TASK INSTRUCTIONS:
Convert each of the rows below into a numbered list of its lines, skipping any blank lines. Leave the pictures out of your answer.

GIVEN RECORDS:

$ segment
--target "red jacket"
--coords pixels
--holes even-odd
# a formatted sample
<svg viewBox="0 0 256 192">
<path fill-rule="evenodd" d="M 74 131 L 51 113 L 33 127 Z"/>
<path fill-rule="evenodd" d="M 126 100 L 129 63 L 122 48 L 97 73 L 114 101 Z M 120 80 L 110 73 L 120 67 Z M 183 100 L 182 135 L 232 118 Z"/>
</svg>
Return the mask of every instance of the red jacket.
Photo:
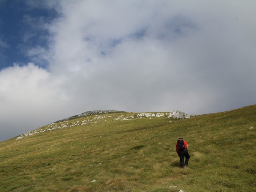
<svg viewBox="0 0 256 192">
<path fill-rule="evenodd" d="M 188 146 L 187 143 L 185 141 L 184 141 L 184 147 L 185 148 L 185 150 L 187 150 L 187 149 L 186 148 L 187 146 Z M 179 148 L 178 147 L 178 143 L 176 143 L 176 146 L 175 146 L 175 148 L 176 148 L 176 152 L 177 153 L 177 154 L 179 154 L 179 153 L 180 153 L 180 151 L 179 151 Z"/>
</svg>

RESULT OF THE EXERCISE:
1. $ segment
2. --target "red jacket"
3. --coords pixels
4. --holes even-odd
5. # a formatted sample
6. <svg viewBox="0 0 256 192">
7. <path fill-rule="evenodd" d="M 74 131 L 51 113 L 33 127 Z"/>
8. <path fill-rule="evenodd" d="M 126 100 L 129 63 L 122 48 L 97 73 L 114 101 Z M 120 80 L 110 73 L 120 67 Z M 183 100 L 182 135 L 232 118 Z"/>
9. </svg>
10. Return the mask of every instance of the red jacket.
11. Photo:
12. <svg viewBox="0 0 256 192">
13. <path fill-rule="evenodd" d="M 188 146 L 187 143 L 185 141 L 184 141 L 184 147 L 185 148 L 185 150 L 187 150 L 187 149 L 186 148 L 187 146 Z M 179 148 L 178 147 L 178 143 L 176 143 L 176 146 L 175 146 L 175 148 L 176 148 L 176 152 L 177 153 L 177 154 L 179 154 L 179 153 L 180 153 L 180 151 L 179 151 Z"/>
14. </svg>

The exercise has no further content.